*** Exercise passage Section Begins ***
Strict adherence to continuing-care plans is crucial if the addiction field intends to improve recovery outcomes for those treated for chemical dependency. The responsibility for ensuring this adherence, and for the lack of adherence to date, rests squarely upon those of us in the addiction profession. For too long we have done what we have perceived as “our job” while clients were within our care, and then hoped for the best as they made the very difficult transition to early recovery—often with predictably disappointing results. If we are to continue to evolve as a profession and improve our efforts' results, we have a responsibility to create new paradigms for continuing-care plan implementation and accountability.
Addiction professionals know that treatment for chemical dependency works. Yet 40 to 50% of clients experience a relapse during their first year out of residential treatment.1 For many years, solutions have been in place to ensure long-term, sustained recovery from chemical dependency. Those solutions are found in the form of “assistance programs” that are generally accessible only to licensed professionals in regulated industries such as the medical profession and the airline industry.
*** Exercise passage Section Ends ***
*** Given data Section Begins ***
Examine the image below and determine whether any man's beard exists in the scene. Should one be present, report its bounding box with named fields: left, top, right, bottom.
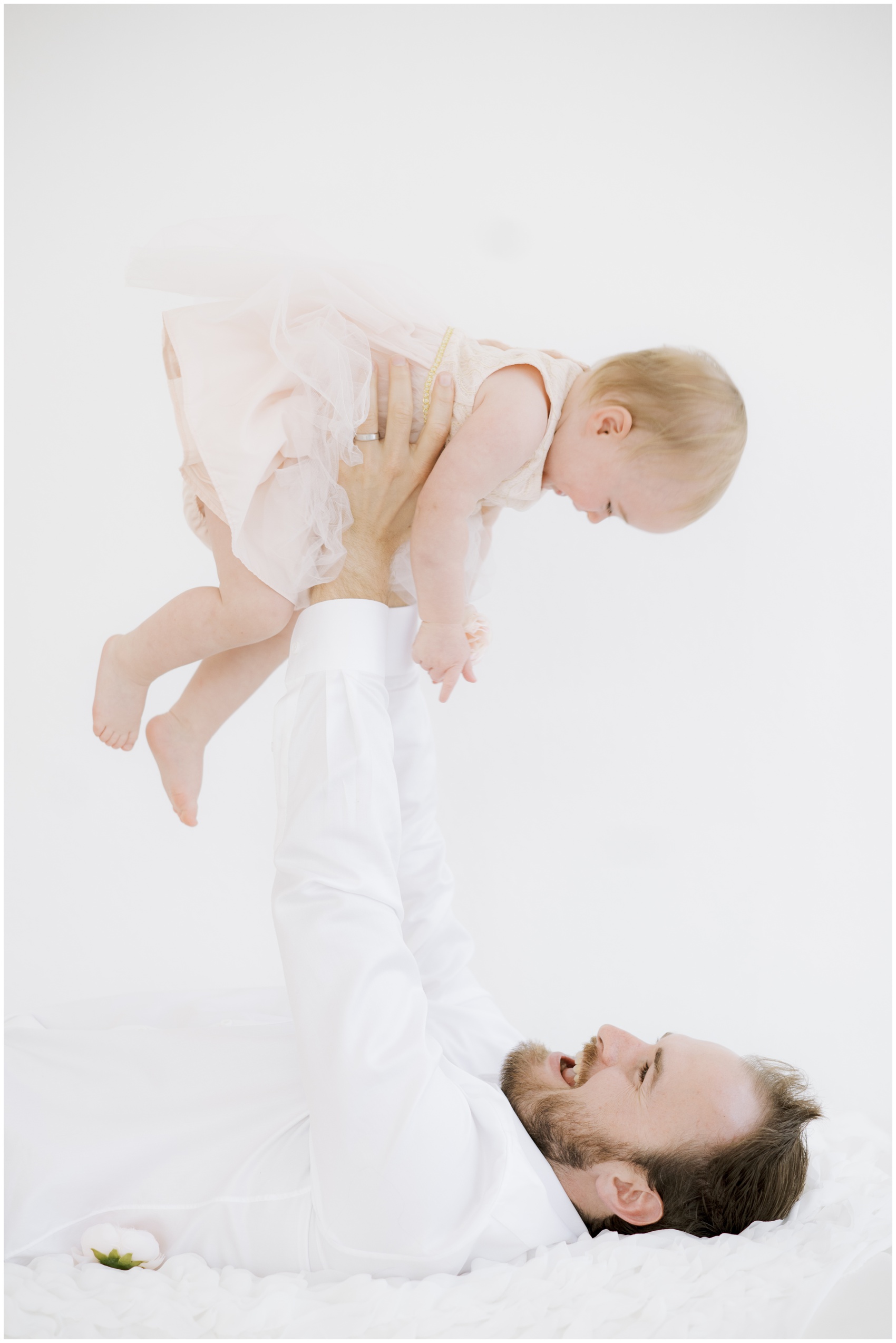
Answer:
left=501, top=1039, right=629, bottom=1171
*** Given data Section Ends ***
Questions
a – In the passage on continuing care, rewrite the words between "Addiction professionals know" and "the airline industry.", inclusive, substituting "inpatient treatment" for "residential treatment".
b – List each different first-person plural word (such as a pronoun or possessive) that the first paragraph of the passage on continuing care uses.
c – According to the passage on continuing care, why must the addiction profession create new paradigms for continuing-care plan implementation and accountability?

Responses per task
a –
Addiction professionals know that treatment for chemical dependency works. Yet 40 to 50% of clients experience a relapse during their first year out of inpatient treatment.1 For many years, solutions have been in place to ensure long-term, sustained recovery from chemical dependency. Those solutions are found in the form of “assistance programs” that are generally accessible only to licensed professionals in regulated industries such as the medical profession and the airline industry.

b –
us
we
our

c – The profession has this duty if it is to keep evolving and improve the results of its efforts. For too long, professionals did "our job" only while clients were in their care. Then they hoped for the best as clients moved into early recovery, often with predictably disappointing results.